§ TASK PROMPT
In the passage on exploratory spatial data analysis, at what point in the spatial data science pipeline does ESDA take place?

§ TEXT PASSAGE
━━━━━━━━━━

[AM-03-019] Exploratory Spatial Data Analysis (ESDA)

Exploratory Spatial Data Analysis (ESDA) is a crucial methodology within spatial statistics, designed to uncover and interpret spatial patterns, trends, and relationships within geographic datasets. Unlike traditional Exploratory Data Analysis (EDA), which focuses solely on data attributes without considering spatial context, ESDA integrates spatial information to explore how geographical factors influence data patterns. ESDA is a critical phase in the spatial data science pipeline that occurs after data collection and before modeling and consists of a combination of statistical techniques and visualizations to examine the data’s structure, detect patterns, spot outliers, and investigate relationships between variables. This exploratory phase is essential for cleaning and preparing the data, aiding in identifying potential issues such as missing values or biases, informing the selection of appropriate models and techniques, and ensuring that subsequent steps in the research pipeline are grounded in a thorough comprehension of the data's characteristics. This chapter provides a holistic overview of ESDA and situates it within the broader spatial data science pipeline, while differentiating it from aspatial EDA, elucidating its core methodologies, and discussing its implications for understanding spatial datasets - aimed at equipping readers with a comprehensive introduction of ESDA techniques, laying the groundwork for advanced spatial data analysis.

━━━━━━━━━━

§ SUPPLIED DATA
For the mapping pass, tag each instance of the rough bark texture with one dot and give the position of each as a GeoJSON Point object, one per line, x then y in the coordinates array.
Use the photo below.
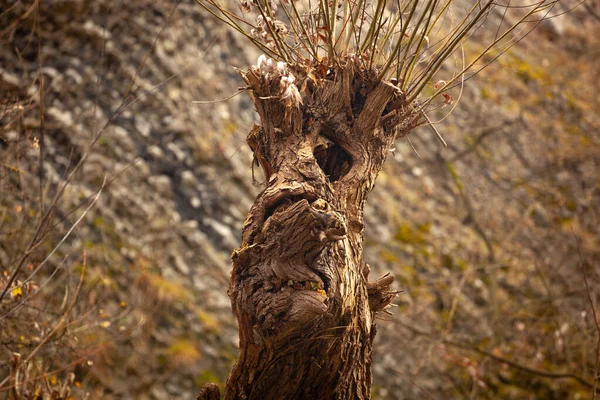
{"type": "Point", "coordinates": [299, 287]}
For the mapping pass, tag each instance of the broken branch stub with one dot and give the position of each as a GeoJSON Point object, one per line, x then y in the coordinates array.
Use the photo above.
{"type": "Point", "coordinates": [298, 287]}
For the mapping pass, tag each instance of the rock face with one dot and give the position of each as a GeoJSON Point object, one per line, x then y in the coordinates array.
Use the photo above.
{"type": "Point", "coordinates": [480, 234]}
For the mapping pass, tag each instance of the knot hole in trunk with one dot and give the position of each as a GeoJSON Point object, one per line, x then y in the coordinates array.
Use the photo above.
{"type": "Point", "coordinates": [333, 160]}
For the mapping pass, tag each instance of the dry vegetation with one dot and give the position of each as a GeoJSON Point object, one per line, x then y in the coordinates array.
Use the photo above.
{"type": "Point", "coordinates": [114, 260]}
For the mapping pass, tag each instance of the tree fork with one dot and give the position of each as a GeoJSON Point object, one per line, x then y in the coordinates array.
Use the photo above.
{"type": "Point", "coordinates": [299, 288]}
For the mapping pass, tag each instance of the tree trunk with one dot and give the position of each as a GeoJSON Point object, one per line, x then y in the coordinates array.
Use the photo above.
{"type": "Point", "coordinates": [298, 286]}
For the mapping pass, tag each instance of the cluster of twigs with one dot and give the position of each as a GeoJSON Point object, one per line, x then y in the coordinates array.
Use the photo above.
{"type": "Point", "coordinates": [405, 41]}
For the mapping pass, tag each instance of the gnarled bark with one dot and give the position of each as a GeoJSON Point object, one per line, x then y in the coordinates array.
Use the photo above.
{"type": "Point", "coordinates": [298, 286]}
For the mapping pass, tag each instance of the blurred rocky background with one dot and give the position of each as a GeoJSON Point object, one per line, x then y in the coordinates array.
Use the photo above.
{"type": "Point", "coordinates": [122, 290]}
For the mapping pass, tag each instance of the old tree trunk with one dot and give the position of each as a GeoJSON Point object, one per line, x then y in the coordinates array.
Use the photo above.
{"type": "Point", "coordinates": [299, 287]}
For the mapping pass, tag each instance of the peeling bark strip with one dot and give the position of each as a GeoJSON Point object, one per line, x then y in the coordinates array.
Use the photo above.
{"type": "Point", "coordinates": [298, 285]}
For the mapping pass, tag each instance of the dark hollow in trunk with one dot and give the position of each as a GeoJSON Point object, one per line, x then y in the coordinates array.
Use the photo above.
{"type": "Point", "coordinates": [298, 286]}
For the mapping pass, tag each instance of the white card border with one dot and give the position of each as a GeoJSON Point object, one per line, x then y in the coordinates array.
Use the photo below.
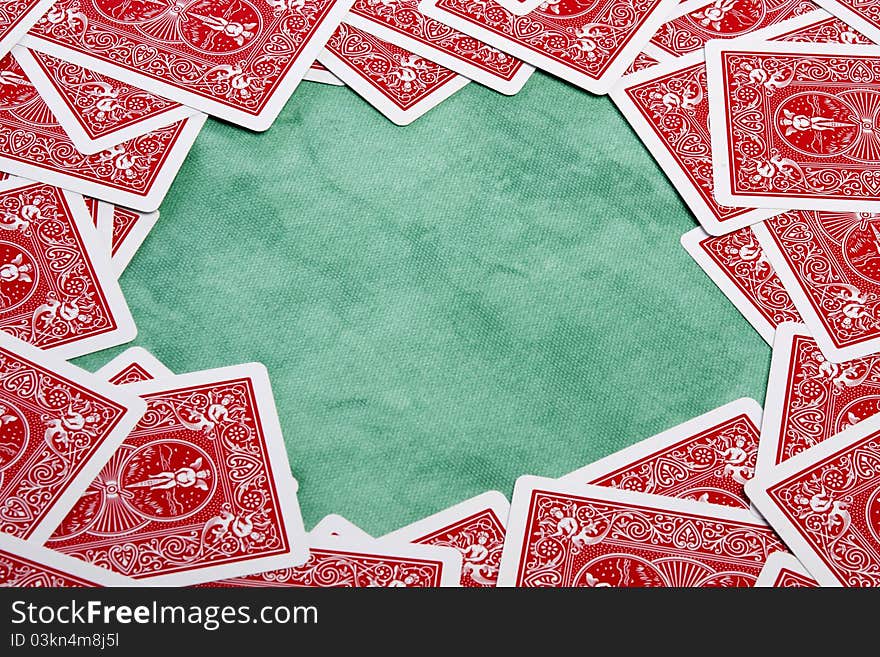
{"type": "Point", "coordinates": [690, 241]}
{"type": "Point", "coordinates": [492, 500]}
{"type": "Point", "coordinates": [719, 137]}
{"type": "Point", "coordinates": [62, 562]}
{"type": "Point", "coordinates": [322, 77]}
{"type": "Point", "coordinates": [851, 18]}
{"type": "Point", "coordinates": [776, 392]}
{"type": "Point", "coordinates": [72, 126]}
{"type": "Point", "coordinates": [257, 123]}
{"type": "Point", "coordinates": [125, 330]}
{"type": "Point", "coordinates": [455, 64]}
{"type": "Point", "coordinates": [14, 35]}
{"type": "Point", "coordinates": [144, 202]}
{"type": "Point", "coordinates": [349, 541]}
{"type": "Point", "coordinates": [65, 501]}
{"type": "Point", "coordinates": [805, 308]}
{"type": "Point", "coordinates": [660, 152]}
{"type": "Point", "coordinates": [601, 85]}
{"type": "Point", "coordinates": [132, 242]}
{"type": "Point", "coordinates": [134, 356]}
{"type": "Point", "coordinates": [335, 525]}
{"type": "Point", "coordinates": [756, 489]}
{"type": "Point", "coordinates": [392, 112]}
{"type": "Point", "coordinates": [663, 440]}
{"type": "Point", "coordinates": [286, 485]}
{"type": "Point", "coordinates": [774, 565]}
{"type": "Point", "coordinates": [525, 485]}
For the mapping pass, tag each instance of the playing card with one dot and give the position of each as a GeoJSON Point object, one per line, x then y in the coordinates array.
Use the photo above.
{"type": "Point", "coordinates": [474, 527]}
{"type": "Point", "coordinates": [133, 365]}
{"type": "Point", "coordinates": [570, 534]}
{"type": "Point", "coordinates": [737, 265]}
{"type": "Point", "coordinates": [707, 459]}
{"type": "Point", "coordinates": [342, 556]}
{"type": "Point", "coordinates": [200, 490]}
{"type": "Point", "coordinates": [94, 208]}
{"type": "Point", "coordinates": [861, 14]}
{"type": "Point", "coordinates": [804, 135]}
{"type": "Point", "coordinates": [401, 23]}
{"type": "Point", "coordinates": [24, 564]}
{"type": "Point", "coordinates": [96, 112]}
{"type": "Point", "coordinates": [642, 61]}
{"type": "Point", "coordinates": [57, 291]}
{"type": "Point", "coordinates": [818, 27]}
{"type": "Point", "coordinates": [825, 504]}
{"type": "Point", "coordinates": [16, 18]}
{"type": "Point", "coordinates": [523, 7]}
{"type": "Point", "coordinates": [127, 229]}
{"type": "Point", "coordinates": [398, 83]}
{"type": "Point", "coordinates": [238, 60]}
{"type": "Point", "coordinates": [589, 44]}
{"type": "Point", "coordinates": [318, 73]}
{"type": "Point", "coordinates": [809, 398]}
{"type": "Point", "coordinates": [335, 525]}
{"type": "Point", "coordinates": [667, 107]}
{"type": "Point", "coordinates": [695, 23]}
{"type": "Point", "coordinates": [783, 570]}
{"type": "Point", "coordinates": [826, 260]}
{"type": "Point", "coordinates": [59, 425]}
{"type": "Point", "coordinates": [135, 174]}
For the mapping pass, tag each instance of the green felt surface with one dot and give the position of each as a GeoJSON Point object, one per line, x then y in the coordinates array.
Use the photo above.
{"type": "Point", "coordinates": [497, 289]}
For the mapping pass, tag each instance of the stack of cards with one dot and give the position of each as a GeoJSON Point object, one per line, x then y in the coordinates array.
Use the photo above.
{"type": "Point", "coordinates": [764, 115]}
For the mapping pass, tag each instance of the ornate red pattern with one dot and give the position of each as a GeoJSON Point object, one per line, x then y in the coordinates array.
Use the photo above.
{"type": "Point", "coordinates": [20, 572]}
{"type": "Point", "coordinates": [742, 259]}
{"type": "Point", "coordinates": [626, 545]}
{"type": "Point", "coordinates": [133, 373]}
{"type": "Point", "coordinates": [234, 52]}
{"type": "Point", "coordinates": [789, 579]}
{"type": "Point", "coordinates": [49, 292]}
{"type": "Point", "coordinates": [402, 77]}
{"type": "Point", "coordinates": [724, 19]}
{"type": "Point", "coordinates": [640, 63]}
{"type": "Point", "coordinates": [834, 506]}
{"type": "Point", "coordinates": [824, 398]}
{"type": "Point", "coordinates": [585, 35]}
{"type": "Point", "coordinates": [404, 17]}
{"type": "Point", "coordinates": [12, 12]}
{"type": "Point", "coordinates": [102, 105]}
{"type": "Point", "coordinates": [834, 257]}
{"type": "Point", "coordinates": [49, 429]}
{"type": "Point", "coordinates": [30, 134]}
{"type": "Point", "coordinates": [711, 466]}
{"type": "Point", "coordinates": [190, 487]}
{"type": "Point", "coordinates": [339, 568]}
{"type": "Point", "coordinates": [480, 539]}
{"type": "Point", "coordinates": [780, 157]}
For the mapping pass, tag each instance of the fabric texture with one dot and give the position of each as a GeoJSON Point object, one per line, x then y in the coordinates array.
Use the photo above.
{"type": "Point", "coordinates": [497, 289]}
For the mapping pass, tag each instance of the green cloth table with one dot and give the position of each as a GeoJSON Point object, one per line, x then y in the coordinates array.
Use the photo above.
{"type": "Point", "coordinates": [497, 289]}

━━━━━━━━━━

§ SOLUTION TO THIS PROBLEM
After data collection and before modeling.